** BEGIN Records for this exercise **
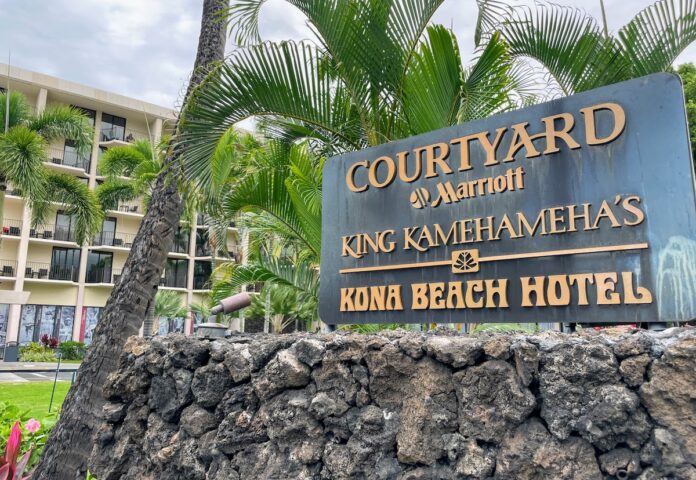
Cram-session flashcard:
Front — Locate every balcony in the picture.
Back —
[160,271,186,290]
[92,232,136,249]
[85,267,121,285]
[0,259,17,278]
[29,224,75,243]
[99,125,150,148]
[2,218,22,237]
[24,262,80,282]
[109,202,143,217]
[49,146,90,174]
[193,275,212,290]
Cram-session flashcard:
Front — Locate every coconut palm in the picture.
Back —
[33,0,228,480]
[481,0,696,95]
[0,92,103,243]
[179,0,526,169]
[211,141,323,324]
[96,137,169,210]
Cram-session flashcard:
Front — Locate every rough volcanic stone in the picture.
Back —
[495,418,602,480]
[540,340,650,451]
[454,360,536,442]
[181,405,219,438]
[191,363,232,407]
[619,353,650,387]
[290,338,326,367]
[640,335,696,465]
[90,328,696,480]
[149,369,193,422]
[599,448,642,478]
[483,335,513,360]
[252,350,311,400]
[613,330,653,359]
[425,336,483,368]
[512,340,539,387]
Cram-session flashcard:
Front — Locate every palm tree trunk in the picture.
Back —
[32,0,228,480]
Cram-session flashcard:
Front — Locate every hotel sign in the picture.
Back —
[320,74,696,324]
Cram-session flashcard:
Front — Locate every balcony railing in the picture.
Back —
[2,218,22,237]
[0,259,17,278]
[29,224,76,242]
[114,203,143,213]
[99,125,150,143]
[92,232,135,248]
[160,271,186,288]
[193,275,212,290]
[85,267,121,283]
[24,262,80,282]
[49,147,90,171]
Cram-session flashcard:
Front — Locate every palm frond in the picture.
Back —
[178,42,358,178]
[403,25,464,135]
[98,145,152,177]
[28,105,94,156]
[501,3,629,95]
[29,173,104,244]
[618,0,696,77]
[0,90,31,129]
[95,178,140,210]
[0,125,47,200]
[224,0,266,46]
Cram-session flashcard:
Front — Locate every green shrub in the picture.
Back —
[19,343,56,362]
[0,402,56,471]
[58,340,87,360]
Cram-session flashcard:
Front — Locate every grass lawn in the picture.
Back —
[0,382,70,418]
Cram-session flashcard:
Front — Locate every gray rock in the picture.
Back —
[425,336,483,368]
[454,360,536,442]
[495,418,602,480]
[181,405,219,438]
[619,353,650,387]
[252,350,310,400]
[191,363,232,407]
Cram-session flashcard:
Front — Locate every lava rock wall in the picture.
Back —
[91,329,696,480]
** END Records for this exercise **
** BEGIN Records for this exercise **
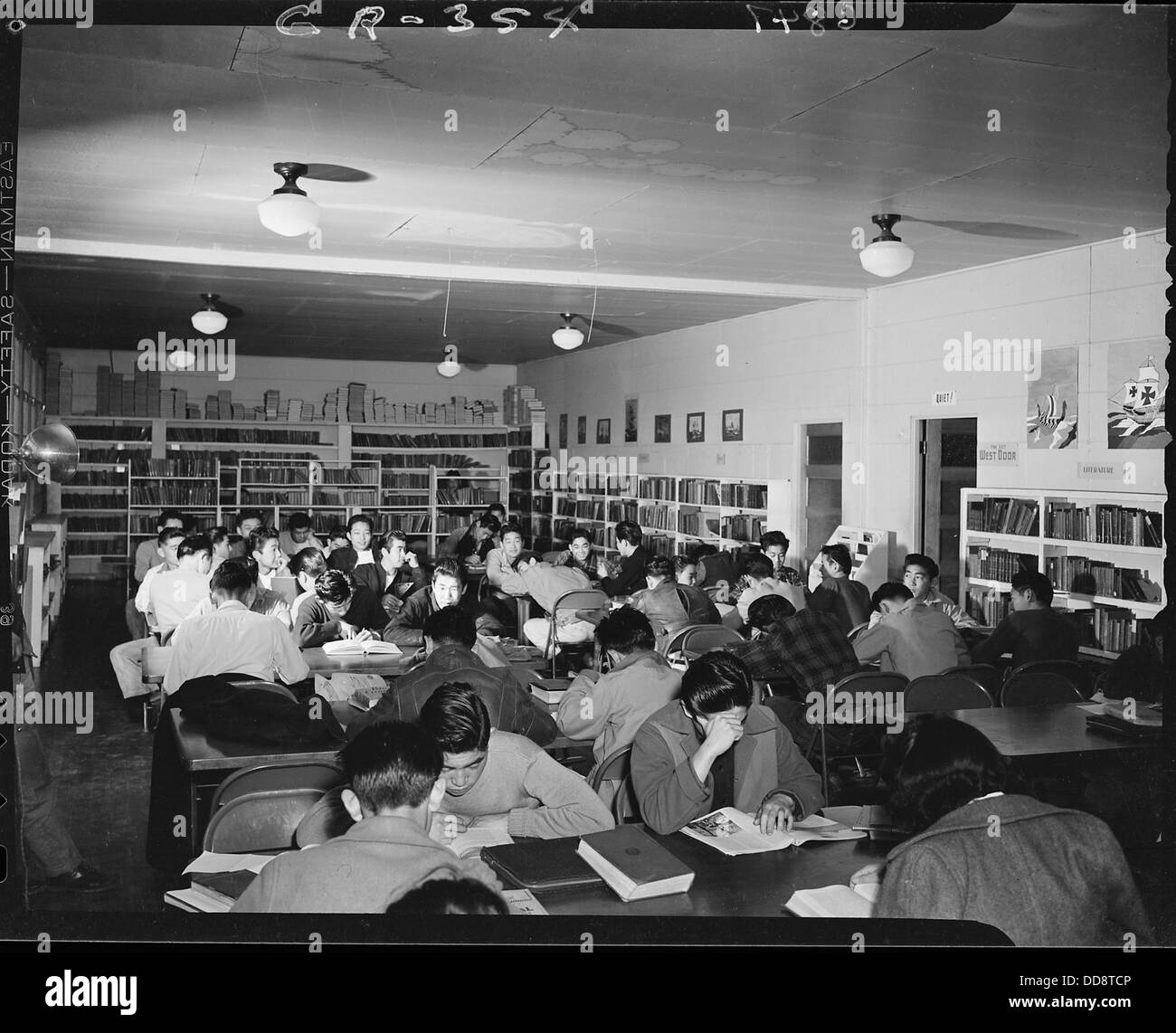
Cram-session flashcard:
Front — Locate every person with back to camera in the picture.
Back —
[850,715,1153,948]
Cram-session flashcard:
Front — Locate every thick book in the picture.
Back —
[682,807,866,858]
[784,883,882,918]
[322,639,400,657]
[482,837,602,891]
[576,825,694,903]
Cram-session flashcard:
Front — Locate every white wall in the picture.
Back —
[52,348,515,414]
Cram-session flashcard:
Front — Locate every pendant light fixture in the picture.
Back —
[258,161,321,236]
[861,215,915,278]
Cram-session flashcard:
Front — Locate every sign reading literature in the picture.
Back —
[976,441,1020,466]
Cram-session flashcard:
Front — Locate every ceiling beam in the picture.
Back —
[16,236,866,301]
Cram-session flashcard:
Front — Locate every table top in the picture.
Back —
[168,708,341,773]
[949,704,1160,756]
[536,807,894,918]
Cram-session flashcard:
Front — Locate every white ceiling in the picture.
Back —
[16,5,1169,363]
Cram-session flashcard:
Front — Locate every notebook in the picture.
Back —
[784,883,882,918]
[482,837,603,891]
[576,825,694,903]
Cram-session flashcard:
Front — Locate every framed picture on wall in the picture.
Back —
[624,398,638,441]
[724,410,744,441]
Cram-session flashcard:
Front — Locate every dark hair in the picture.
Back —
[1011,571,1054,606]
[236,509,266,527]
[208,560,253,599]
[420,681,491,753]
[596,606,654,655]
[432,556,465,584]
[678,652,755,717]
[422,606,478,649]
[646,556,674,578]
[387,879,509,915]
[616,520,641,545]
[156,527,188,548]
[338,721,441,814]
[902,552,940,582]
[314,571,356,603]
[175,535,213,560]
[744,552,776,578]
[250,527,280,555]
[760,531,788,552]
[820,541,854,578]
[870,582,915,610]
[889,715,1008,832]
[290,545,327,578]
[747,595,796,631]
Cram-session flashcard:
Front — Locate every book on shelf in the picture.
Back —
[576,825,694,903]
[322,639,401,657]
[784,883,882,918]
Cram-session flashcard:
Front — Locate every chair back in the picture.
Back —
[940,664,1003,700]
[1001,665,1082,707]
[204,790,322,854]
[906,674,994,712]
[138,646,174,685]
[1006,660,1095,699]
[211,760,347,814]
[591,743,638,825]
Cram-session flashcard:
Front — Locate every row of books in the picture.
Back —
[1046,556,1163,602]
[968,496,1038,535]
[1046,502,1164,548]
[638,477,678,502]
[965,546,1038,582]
** END Records for this exercise **
** BEGIN Records for this exercise **
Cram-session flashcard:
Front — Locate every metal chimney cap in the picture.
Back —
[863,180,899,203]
** END Records for this exercise **
Given request
Quote each line of the records above that contains the word "white".

Written answer
Front — Locate every white wall in the picture.
Front — Locate every white ceiling in the picture.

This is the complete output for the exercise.